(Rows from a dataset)
• • • • • • •

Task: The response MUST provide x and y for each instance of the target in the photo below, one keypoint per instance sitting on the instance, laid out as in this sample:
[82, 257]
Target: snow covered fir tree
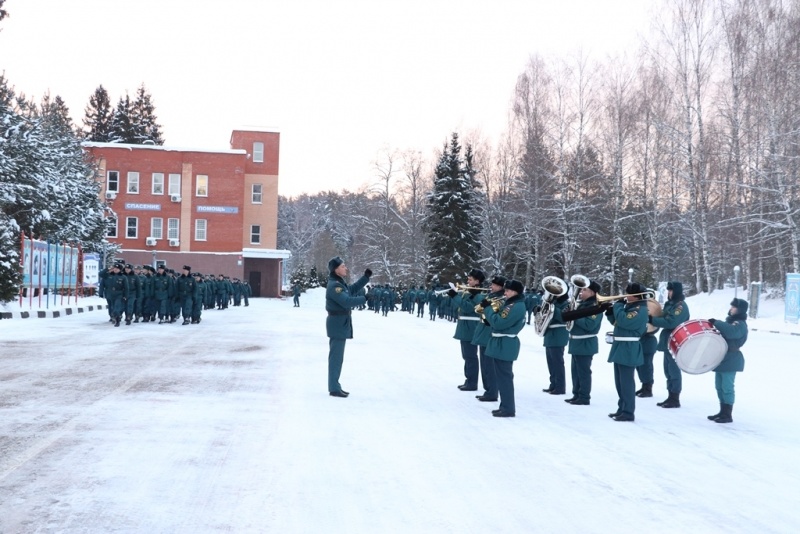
[456, 208]
[47, 188]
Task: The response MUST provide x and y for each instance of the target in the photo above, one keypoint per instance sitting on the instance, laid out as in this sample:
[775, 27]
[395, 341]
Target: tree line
[678, 160]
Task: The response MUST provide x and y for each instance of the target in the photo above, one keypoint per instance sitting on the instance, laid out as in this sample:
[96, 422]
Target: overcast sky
[342, 80]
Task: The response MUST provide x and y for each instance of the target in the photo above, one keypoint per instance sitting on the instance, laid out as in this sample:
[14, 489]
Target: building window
[132, 227]
[174, 184]
[256, 194]
[111, 227]
[173, 228]
[201, 187]
[133, 183]
[157, 228]
[112, 182]
[258, 152]
[158, 183]
[200, 229]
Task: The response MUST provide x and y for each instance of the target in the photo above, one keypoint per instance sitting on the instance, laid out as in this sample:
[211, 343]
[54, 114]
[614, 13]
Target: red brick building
[216, 210]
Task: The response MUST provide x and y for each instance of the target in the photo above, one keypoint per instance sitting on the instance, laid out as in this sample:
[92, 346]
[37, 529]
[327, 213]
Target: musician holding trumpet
[630, 324]
[483, 334]
[465, 302]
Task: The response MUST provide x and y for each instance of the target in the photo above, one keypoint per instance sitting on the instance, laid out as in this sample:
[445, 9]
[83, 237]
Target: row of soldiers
[143, 293]
[383, 299]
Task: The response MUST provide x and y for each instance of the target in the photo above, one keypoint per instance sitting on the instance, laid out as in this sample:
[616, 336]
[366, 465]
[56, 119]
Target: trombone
[646, 295]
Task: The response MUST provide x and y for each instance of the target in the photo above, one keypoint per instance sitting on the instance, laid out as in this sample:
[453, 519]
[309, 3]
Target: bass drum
[697, 347]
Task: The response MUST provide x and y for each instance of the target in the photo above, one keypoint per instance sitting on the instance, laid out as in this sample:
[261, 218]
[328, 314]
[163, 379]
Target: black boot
[673, 401]
[725, 414]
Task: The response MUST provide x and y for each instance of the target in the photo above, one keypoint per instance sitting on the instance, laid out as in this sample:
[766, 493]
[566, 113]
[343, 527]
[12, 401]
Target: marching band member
[583, 344]
[465, 326]
[734, 331]
[630, 323]
[506, 322]
[675, 312]
[555, 339]
[483, 333]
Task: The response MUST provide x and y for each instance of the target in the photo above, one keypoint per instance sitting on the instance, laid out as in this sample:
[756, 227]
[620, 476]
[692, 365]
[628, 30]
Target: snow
[228, 426]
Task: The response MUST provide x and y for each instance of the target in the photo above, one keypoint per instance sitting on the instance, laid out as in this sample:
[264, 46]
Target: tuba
[554, 287]
[578, 282]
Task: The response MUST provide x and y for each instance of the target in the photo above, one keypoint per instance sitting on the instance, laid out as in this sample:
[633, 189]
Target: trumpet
[494, 303]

• • • • • • •

PROBLEM STATEMENT: Output the records above exactly as they are, leaving out the pictures.

TASK RESPONSE:
Task: The response MUST provide x and y for each instance of the target in the photo below, one keypoint per instance sitting on the instance, laid out as in this sample:
[82, 257]
Target: snow covered fir tree
[456, 208]
[47, 188]
Task: The response MUST provide x and y for each instance of the target in the photo above, one keypoint per instance sitting on the instance, laid out as in this sample:
[775, 27]
[395, 341]
Target: tree line
[678, 160]
Task: The response MUST provide x and y for each instance of the target in the photo above, one keypoint per instance sitting on the instance, laid out as in this sample:
[96, 422]
Target: overcast sky
[342, 80]
Task: The response MUST provide x and y for each instance of the target in the photo above, one keypoint per instance sitting on the instance, laid out as in this sample:
[14, 489]
Target: building window
[132, 227]
[174, 184]
[256, 194]
[111, 227]
[173, 228]
[201, 187]
[133, 183]
[157, 228]
[112, 182]
[258, 152]
[158, 183]
[200, 229]
Task: The response MUST provide x and y for each instance of the target in the photo above, one keypoint per instance sitting on the instance, laid out as in this sample:
[211, 343]
[54, 114]
[614, 13]
Target: red brick building
[216, 210]
Task: The response MUST provide x and y for each instance of the target in the photo above, one keypoint per instance sitting on the instance, laid out as in this sample:
[92, 346]
[37, 529]
[327, 213]
Target: musician holding trumpet
[630, 324]
[483, 334]
[465, 302]
Task: The response MUST provide x and y for each instance of the target in the photo above, one keypoint per instance sitting on the instance, laid out as in this sample:
[445, 9]
[83, 237]
Target: row of soldiers
[143, 293]
[383, 299]
Task: The response MUST provide x and y for each instance of the target in the photo above, one keypoint per instance sitting on the instance, laid out as in this sample:
[616, 336]
[366, 465]
[56, 119]
Target: trombone
[646, 295]
Task: The response MUST provide x and y for each instance of the target in the photo above, one keypoint per instance sitting on the instance, laid out as in this sample:
[453, 519]
[309, 3]
Target: bass drum
[697, 347]
Task: The response MUST provide x and y for each instance of the target in the photo above, one keypoint per instance sitting on the instance, laid out as in this sample:
[261, 218]
[328, 314]
[163, 379]
Target: black boot
[673, 401]
[725, 414]
Task: The response MUST provide x and y for each instance of the target in the photo above, one keypoint per instance sitting on the instance, laid out as in this sample:
[766, 493]
[566, 113]
[343, 527]
[12, 401]
Target: marching band member
[583, 344]
[465, 326]
[734, 331]
[630, 323]
[506, 322]
[675, 312]
[555, 339]
[483, 333]
Task: The response MUST provide x and y for each instance of the target in the photo above, one keypoint per instance sitting on the instance, laid out as in this sample:
[756, 227]
[620, 476]
[692, 365]
[628, 30]
Target: snow
[228, 426]
Task: The response MUST provide x and y for each instance of the target in the photo above, one keypoint per instance sitting on the instance, laid out as in this sample:
[264, 46]
Target: tuba
[554, 287]
[578, 282]
Task: The response MUST provide x and y for each instance of the target in the photo above, one keypoint per instance sitting on the instance, laid out as in this sample:
[633, 189]
Target: trumpet
[494, 303]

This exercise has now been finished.